>> start Material supplied

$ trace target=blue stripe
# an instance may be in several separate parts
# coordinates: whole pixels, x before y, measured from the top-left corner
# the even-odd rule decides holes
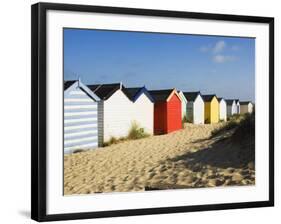
[[[98,144],[95,144],[95,145],[92,145],[92,146],[82,146],[82,147],[79,147],[77,149],[84,149],[84,150],[86,150],[86,149],[95,149],[95,148],[98,148]],[[77,149],[66,149],[66,148],[64,148],[64,153],[65,154],[73,153]]]
[[[74,129],[74,130],[64,130],[65,134],[71,134],[71,133],[78,133],[81,131],[97,131],[98,127],[88,127],[88,128],[78,128],[78,129]]]
[[[89,96],[87,96],[86,94],[84,95],[64,94],[64,99],[89,99]]]
[[[97,137],[98,132],[96,133],[90,133],[90,134],[84,134],[84,135],[77,135],[77,136],[66,136],[64,135],[64,140],[74,140],[74,139],[79,139],[79,138],[87,138],[87,137]]]
[[[97,124],[98,121],[80,121],[80,122],[71,122],[71,123],[65,123],[64,127],[73,127],[73,126],[80,126],[84,124]]]
[[[79,106],[79,105],[98,105],[95,101],[92,102],[84,102],[84,101],[77,101],[77,102],[64,102],[64,106]]]
[[[73,116],[64,116],[64,120],[75,120],[82,118],[97,118],[98,114],[87,114],[87,115],[73,115]]]
[[[97,108],[79,108],[79,109],[65,109],[64,112],[65,113],[78,113],[78,112],[97,112]]]
[[[64,143],[64,147],[67,148],[67,147],[86,145],[86,144],[91,144],[91,143],[98,143],[98,139],[96,139],[96,140],[94,140],[94,139],[84,140],[84,141],[81,141],[81,142],[73,142],[73,143],[68,143],[68,144]]]

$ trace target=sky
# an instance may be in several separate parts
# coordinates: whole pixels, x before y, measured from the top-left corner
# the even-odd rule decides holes
[[[255,39],[64,29],[64,79],[255,101]]]

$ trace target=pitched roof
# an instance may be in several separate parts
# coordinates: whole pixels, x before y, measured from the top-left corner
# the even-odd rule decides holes
[[[107,100],[111,97],[117,90],[122,89],[123,85],[121,83],[110,83],[110,84],[98,84],[98,85],[88,85],[88,87],[101,99]]]
[[[215,94],[202,95],[202,98],[205,102],[211,102],[214,97],[216,97]]]
[[[232,105],[233,104],[233,101],[235,102],[235,100],[233,99],[228,99],[228,100],[225,100],[226,101],[226,104],[227,105]],[[235,102],[236,103],[236,102]]]
[[[222,97],[218,97],[218,101],[219,101],[219,102],[221,102],[222,100],[224,100],[224,101],[225,101],[225,99],[224,99],[224,98],[222,98]]]
[[[149,90],[148,92],[155,101],[166,101],[174,89],[162,89],[162,90]]]
[[[137,95],[137,93],[142,89],[142,87],[133,87],[133,88],[125,88],[124,89],[124,93],[127,95],[127,97],[134,101],[135,100],[135,96]]]
[[[77,80],[67,80],[63,83],[63,90],[68,89],[70,86],[72,86]]]
[[[249,103],[252,103],[251,101],[241,101],[240,105],[248,105]]]
[[[196,97],[200,95],[200,91],[197,92],[183,92],[183,95],[187,101],[195,101]]]
[[[145,94],[151,102],[153,102],[153,97],[150,95],[148,90],[143,87],[132,87],[132,88],[123,88],[124,93],[131,101],[136,101],[141,94]]]

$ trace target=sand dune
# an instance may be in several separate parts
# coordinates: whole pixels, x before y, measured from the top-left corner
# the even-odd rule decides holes
[[[241,161],[222,124],[187,124],[167,135],[64,156],[64,193],[89,194],[255,184],[254,163]],[[245,146],[248,147],[248,146]]]

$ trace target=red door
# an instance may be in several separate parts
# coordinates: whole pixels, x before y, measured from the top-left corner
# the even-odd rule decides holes
[[[167,103],[167,133],[182,128],[181,100],[176,94]]]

>> end Material supplied

#### Exercise details:
Transcribe every line of the entries above without changing anything, leaving out the pictures.

#### Exercise output:
$ trace target=blue stripe
# an instance may be in several separate parts
# coordinates: whole pixels, x before y, measured from the top-left corner
# the even-odd rule decides holes
[[[98,144],[95,144],[95,145],[92,145],[92,146],[82,146],[82,147],[79,147],[77,149],[84,149],[84,150],[86,150],[86,149],[95,149],[95,148],[98,148]],[[77,149],[66,149],[66,148],[64,148],[64,153],[65,154],[73,153]]]
[[[74,129],[74,130],[64,130],[65,134],[71,134],[71,133],[78,133],[81,131],[97,131],[98,127],[88,127],[88,128],[78,128],[78,129]]]
[[[89,96],[87,96],[86,94],[84,95],[64,94],[64,99],[89,99]]]
[[[97,137],[98,132],[96,133],[90,133],[90,134],[84,134],[84,135],[77,135],[77,136],[66,136],[64,135],[64,140],[74,140],[74,139],[79,139],[79,138],[87,138],[87,137]]]
[[[97,124],[98,121],[80,121],[80,122],[71,122],[71,123],[65,123],[64,127],[73,127],[73,126],[80,126],[84,124]]]
[[[79,106],[79,105],[98,105],[95,101],[92,102],[84,102],[84,101],[77,101],[77,102],[64,102],[64,106]]]
[[[73,116],[64,116],[64,120],[75,120],[82,118],[97,118],[98,114],[87,114],[87,115],[73,115]]]
[[[97,108],[79,108],[79,109],[65,109],[64,112],[65,113],[78,113],[78,112],[97,112]]]
[[[64,143],[64,147],[67,148],[67,147],[86,145],[86,144],[91,144],[91,143],[98,143],[98,139],[96,139],[96,140],[94,140],[94,139],[84,140],[84,141],[81,141],[81,142],[73,142],[73,143],[68,143],[68,144]]]

$ trace target=sky
# an instance may be in several separate parts
# coordinates: whole pixels, x before y, measured from the top-left corner
# the even-odd rule decides holes
[[[255,39],[64,29],[64,79],[255,101]]]

$ trace target=pitched roof
# an instance may be in several separate parts
# coordinates: whole pixels, x before y, measured from the top-left corner
# the even-odd rule decides holes
[[[107,100],[111,97],[117,90],[122,89],[123,85],[121,83],[110,83],[110,84],[98,84],[98,85],[88,85],[88,87],[101,99]]]
[[[215,94],[202,95],[202,98],[205,102],[211,102],[214,97],[216,97]]]
[[[232,105],[233,104],[233,101],[235,102],[235,100],[233,99],[228,99],[228,100],[225,100],[226,101],[226,104],[227,105]],[[235,102],[236,103],[236,102]]]
[[[222,97],[218,97],[218,101],[219,101],[219,102],[221,102],[222,100],[224,100],[224,101],[225,101],[225,99],[224,99],[224,98],[222,98]]]
[[[149,90],[148,92],[155,101],[166,101],[174,89],[162,89],[162,90]]]
[[[137,95],[137,93],[142,89],[142,87],[133,87],[133,88],[125,88],[124,89],[124,93],[127,95],[127,97],[134,101],[135,100],[135,96]]]
[[[77,80],[67,80],[63,83],[63,90],[68,89],[70,86],[72,86]]]
[[[249,103],[252,103],[251,101],[241,101],[240,105],[248,105]]]
[[[196,97],[200,95],[200,91],[197,92],[183,92],[183,95],[187,101],[195,101]]]
[[[145,94],[151,102],[153,102],[153,97],[150,95],[148,90],[143,87],[132,87],[132,88],[123,88],[124,93],[131,101],[136,101],[141,94]]]

$ trace target=sand dune
# an instance may be in several separate parts
# coordinates: whole pixels, x before y, measured from the top-left corner
# the even-odd rule decides holes
[[[241,161],[222,124],[187,124],[167,135],[64,156],[64,193],[89,194],[255,184],[254,163]],[[245,146],[248,147],[248,146]]]

$ trace target=red door
# an instance may be in several separate parts
# coordinates: whole pixels, x before y, measured from the top-left corner
# the even-odd rule decides holes
[[[167,103],[167,133],[182,128],[181,100],[176,94]]]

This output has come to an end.